__Stated task 1__.
Reproduce the passage on memory contamination starting at "This combination of" and ending at "memories are formed.", replacing "source amnesia" with "origin amnesia".
__Stated task 2__.
In the passage on memory contamination, where does the flaw behind memory contamination lie?
__Stated task 3__.
Continue the passage on memory contamination from where it stops.

This combination of source amnesia and truth amnesia creates memory contamination. Novella describes this process in Your Deceptive Mind. Memory contamination is not a problem with our ability to recall information. Rather, the flaw lies in how our original memories are formed.
Imagine you spend a day playing softball with friends and follow it up with dinner and conversation. Everyone has an opinion as to why the winning team won the game. Maybe it was the pitching, hitting, or defense. No one can remember every single play, but nevertheless, you create a narrative in your mind.
Meanwhile, as a social creature, you also want to conform your memories to those of other players. So as you discuss the game over your meal, you form a narrative — a memory — that is based on and influenced by those around you as well as their recall of the game, not on the game itself. And that narrative is not actually true.
This does not have to be deliberate deception, but we wind up with a narrative that is misleading, incomplete, or oversimplified.
So what does this have to do with investing?

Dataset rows

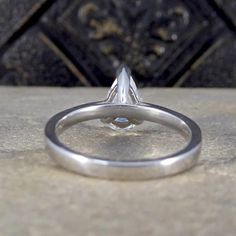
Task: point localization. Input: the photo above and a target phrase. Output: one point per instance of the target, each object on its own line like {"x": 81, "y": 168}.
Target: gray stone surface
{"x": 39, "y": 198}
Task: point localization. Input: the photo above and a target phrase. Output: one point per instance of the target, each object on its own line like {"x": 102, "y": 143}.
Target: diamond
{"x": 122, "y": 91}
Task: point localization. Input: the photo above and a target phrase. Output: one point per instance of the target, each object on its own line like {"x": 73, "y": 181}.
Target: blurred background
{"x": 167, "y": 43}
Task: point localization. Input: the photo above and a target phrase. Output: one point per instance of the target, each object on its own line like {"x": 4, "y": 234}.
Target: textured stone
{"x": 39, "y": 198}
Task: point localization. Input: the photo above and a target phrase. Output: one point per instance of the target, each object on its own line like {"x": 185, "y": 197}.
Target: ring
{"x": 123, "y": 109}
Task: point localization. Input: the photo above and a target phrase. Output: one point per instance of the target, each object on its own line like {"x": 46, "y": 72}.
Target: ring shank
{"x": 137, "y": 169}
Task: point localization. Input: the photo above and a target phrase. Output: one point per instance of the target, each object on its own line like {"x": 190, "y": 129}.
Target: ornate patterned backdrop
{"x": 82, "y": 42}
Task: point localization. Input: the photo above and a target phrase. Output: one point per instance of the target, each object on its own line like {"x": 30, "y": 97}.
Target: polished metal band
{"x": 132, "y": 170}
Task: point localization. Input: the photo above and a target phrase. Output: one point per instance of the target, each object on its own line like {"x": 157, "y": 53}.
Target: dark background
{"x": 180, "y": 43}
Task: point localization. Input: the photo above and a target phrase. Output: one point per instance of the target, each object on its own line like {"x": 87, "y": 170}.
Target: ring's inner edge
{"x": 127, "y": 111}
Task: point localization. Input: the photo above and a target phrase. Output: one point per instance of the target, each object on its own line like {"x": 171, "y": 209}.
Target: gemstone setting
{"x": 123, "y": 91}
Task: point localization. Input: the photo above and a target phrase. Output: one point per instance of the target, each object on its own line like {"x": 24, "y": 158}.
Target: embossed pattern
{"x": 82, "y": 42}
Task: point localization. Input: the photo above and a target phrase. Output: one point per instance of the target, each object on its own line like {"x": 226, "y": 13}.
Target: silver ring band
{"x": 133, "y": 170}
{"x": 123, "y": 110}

__Written response 1__.
This combination of origin amnesia and truth amnesia creates memory contamination. Novella describes this process in Your Deceptive Mind. Memory contamination is not a problem with our ability to recall information. Rather, the flaw lies in how our original memories are formed.

__Written response 2__.
It lies in how our original memories are formed.

__Written response 3__.
In my last piece in this series, I described how Metallgesellschaft influenced oil prices in 1993 and 1994. No doubt journalists heard rumors about MG since it was a huge scandal at the time. But these rumors would have been a mix of facts, speculation, and innuendo. The rumors offered no clear and obvious narrative about oil prices. And they clashed with the longstanding understanding that behind every oil price movement lurked the omnipresent hand of OPEC. To counter the OPEC narrative would have meant going out on a limb and contradicting conventional wisdom — and divulging a truth that was not so easily understood.
In these situations, we wind up with a story that is simplistic and with a memory that is misleading.
This is more common than most investors would like to admit. Our memories of financial news and history are probably contaminated with all kinds of inaccurate or incomplete narratives.
And if our memories are contaminated, so are the rules of thumb we use to make investment decisions.
You could say that we suffer from “heuristic contamination.”
As if this isn’t challenging enough, the media caters to our need for simplicity. We want everything reduced to an easy-to-understand headline, preferably one that confirms what we already know. And the more sensational, the better.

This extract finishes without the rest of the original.